(Rows from a dataset for labeling boxes)
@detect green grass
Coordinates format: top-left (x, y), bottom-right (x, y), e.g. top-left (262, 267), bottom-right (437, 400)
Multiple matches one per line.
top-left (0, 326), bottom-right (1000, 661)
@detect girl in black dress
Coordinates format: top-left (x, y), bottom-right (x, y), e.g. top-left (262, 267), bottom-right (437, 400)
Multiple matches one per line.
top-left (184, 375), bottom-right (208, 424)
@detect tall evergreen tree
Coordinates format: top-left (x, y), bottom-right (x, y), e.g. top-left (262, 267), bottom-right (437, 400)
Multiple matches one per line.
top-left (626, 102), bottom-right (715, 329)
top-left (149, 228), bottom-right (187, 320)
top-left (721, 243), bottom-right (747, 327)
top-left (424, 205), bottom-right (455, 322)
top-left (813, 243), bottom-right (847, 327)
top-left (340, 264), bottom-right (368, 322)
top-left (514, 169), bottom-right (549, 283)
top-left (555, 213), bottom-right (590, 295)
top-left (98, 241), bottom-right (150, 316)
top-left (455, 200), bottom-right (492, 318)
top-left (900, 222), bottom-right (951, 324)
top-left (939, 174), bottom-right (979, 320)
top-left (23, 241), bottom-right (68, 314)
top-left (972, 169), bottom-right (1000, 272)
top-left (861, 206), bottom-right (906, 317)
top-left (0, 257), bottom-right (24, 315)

* **What you have to do**: Switch "Coordinates format" to "Box format" in every one of the records and leave all other text as it is.

* **Output of the exercise**:
@detect green grass
Box format: top-left (x, y), bottom-right (x, y), e.g. top-left (262, 267), bottom-right (437, 400)
Multiple matches one per line.
top-left (0, 326), bottom-right (1000, 661)
@detect girl in black dress
Box format: top-left (x, y), bottom-right (x, y), e.g. top-left (262, 267), bottom-right (437, 400)
Multiple matches one per line.
top-left (184, 375), bottom-right (208, 424)
@detect tall evergreen tree
Box format: top-left (x, y), bottom-right (x, y), e.g. top-left (262, 267), bottom-right (437, 400)
Multiple matches one per line.
top-left (626, 102), bottom-right (715, 329)
top-left (149, 228), bottom-right (187, 320)
top-left (721, 243), bottom-right (747, 327)
top-left (424, 205), bottom-right (455, 322)
top-left (813, 243), bottom-right (847, 327)
top-left (340, 264), bottom-right (368, 322)
top-left (514, 169), bottom-right (549, 283)
top-left (555, 213), bottom-right (590, 295)
top-left (98, 241), bottom-right (150, 316)
top-left (455, 200), bottom-right (492, 318)
top-left (900, 222), bottom-right (951, 324)
top-left (939, 174), bottom-right (979, 320)
top-left (23, 241), bottom-right (68, 314)
top-left (972, 169), bottom-right (1000, 272)
top-left (861, 206), bottom-right (906, 317)
top-left (0, 257), bottom-right (24, 315)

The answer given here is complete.